*** SOURCE DATA ***

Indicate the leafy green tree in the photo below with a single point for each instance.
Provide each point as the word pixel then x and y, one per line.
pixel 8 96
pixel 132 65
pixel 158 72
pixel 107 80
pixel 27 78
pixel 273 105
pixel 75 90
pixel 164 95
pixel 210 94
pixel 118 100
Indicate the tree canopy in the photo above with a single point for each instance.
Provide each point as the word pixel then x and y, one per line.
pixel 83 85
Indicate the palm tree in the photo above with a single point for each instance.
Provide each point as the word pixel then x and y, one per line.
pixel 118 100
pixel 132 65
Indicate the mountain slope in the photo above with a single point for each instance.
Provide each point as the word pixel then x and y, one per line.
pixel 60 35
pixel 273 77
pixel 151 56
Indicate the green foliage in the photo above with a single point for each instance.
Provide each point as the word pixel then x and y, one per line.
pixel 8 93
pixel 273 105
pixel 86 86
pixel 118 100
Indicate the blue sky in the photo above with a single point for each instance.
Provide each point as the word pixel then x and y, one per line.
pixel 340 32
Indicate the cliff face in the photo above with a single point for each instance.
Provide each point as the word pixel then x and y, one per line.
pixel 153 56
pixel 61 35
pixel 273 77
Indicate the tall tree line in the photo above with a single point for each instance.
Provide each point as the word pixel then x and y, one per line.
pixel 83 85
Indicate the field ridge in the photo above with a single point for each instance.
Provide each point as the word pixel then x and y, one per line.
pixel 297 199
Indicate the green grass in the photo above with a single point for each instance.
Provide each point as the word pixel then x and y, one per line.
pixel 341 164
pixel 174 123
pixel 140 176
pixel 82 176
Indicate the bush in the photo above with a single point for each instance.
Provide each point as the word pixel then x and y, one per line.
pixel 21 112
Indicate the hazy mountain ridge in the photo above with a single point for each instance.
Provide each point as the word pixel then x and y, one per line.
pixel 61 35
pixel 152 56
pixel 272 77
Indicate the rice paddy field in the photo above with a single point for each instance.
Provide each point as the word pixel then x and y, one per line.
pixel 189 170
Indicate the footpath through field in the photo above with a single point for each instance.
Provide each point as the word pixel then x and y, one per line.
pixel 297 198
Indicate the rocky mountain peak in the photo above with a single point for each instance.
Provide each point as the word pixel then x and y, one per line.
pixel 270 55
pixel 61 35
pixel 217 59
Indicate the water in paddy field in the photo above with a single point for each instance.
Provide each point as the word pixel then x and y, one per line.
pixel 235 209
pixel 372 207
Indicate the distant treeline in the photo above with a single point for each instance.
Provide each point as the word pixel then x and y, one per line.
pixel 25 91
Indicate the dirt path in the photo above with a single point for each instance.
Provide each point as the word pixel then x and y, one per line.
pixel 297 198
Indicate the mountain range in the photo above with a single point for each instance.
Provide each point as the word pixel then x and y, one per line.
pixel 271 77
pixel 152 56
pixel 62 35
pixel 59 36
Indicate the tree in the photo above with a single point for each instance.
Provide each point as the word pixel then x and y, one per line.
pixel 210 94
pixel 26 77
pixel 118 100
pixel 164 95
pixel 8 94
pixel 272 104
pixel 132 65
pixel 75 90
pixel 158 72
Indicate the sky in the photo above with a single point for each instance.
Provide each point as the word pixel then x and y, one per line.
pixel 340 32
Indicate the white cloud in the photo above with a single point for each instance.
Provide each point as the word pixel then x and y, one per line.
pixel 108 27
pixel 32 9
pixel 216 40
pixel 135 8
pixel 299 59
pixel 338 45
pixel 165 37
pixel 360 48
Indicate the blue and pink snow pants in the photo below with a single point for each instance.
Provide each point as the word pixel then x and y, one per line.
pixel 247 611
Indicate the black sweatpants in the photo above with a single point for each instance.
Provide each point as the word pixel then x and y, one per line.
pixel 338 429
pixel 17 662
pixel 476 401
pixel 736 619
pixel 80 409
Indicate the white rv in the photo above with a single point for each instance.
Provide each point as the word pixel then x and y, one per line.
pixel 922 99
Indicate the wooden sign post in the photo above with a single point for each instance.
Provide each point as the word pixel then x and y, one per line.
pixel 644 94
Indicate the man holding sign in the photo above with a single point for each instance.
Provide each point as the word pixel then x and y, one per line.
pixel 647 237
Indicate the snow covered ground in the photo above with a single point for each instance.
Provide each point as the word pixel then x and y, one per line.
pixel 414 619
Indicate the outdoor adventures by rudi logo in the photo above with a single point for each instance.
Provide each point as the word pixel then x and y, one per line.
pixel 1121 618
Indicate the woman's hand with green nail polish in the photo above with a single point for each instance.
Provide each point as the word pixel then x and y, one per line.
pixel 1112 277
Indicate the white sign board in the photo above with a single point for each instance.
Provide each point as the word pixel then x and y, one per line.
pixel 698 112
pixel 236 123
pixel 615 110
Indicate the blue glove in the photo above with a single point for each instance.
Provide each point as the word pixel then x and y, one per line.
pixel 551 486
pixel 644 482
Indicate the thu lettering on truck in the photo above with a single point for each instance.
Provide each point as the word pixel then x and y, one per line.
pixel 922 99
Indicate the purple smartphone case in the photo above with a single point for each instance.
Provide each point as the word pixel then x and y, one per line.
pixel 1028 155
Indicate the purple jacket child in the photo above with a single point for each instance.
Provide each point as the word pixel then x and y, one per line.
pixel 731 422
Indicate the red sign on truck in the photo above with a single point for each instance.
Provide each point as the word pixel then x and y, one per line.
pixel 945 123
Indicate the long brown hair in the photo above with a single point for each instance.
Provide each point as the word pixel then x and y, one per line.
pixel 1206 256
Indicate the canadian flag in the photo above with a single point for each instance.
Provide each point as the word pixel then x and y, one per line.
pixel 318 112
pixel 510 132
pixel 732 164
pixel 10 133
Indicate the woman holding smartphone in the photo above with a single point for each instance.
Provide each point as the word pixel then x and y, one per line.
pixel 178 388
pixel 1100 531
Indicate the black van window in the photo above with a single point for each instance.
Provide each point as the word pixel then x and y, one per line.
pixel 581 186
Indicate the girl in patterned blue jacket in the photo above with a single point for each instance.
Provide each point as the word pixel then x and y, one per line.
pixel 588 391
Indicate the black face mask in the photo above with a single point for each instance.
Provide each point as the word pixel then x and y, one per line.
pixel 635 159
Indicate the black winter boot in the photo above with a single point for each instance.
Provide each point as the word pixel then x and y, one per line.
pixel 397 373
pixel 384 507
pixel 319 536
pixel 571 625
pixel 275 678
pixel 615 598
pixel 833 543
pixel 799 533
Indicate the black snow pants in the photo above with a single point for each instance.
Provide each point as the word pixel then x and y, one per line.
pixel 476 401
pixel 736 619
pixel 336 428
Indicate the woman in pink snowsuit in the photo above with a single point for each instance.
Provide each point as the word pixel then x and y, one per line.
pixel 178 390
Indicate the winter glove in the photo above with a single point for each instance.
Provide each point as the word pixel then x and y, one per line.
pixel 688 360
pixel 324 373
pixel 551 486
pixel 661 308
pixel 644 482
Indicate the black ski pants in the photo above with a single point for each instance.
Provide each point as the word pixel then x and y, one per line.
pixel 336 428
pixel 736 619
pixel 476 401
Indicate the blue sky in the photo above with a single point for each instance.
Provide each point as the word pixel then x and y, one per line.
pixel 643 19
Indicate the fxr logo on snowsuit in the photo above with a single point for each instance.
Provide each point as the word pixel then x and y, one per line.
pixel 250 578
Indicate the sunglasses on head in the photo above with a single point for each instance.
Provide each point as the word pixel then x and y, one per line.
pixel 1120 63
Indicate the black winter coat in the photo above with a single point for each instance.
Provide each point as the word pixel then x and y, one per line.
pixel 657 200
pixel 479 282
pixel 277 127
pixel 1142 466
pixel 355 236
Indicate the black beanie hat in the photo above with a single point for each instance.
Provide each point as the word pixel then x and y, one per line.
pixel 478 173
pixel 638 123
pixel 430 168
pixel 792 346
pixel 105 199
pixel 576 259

***

TASK DIRECTIONS: Return, word for word, every line from the top of the entries down to the line that holds "Indicate the palm", both included.

EXERCISE RESPONSE:
Indicate the leafy green tree in the photo below with a single point for each instance.
Provide each point as the word pixel then x and y, one per line.
pixel 8 96
pixel 132 65
pixel 158 72
pixel 107 80
pixel 27 78
pixel 273 105
pixel 75 90
pixel 164 95
pixel 210 94
pixel 118 100
Indicate the tree canopy in the photo above with a single point for each instance.
Provide each point as the word pixel then x and y, one per line.
pixel 83 85
Indicate the palm tree in the photo above with a single point for each instance.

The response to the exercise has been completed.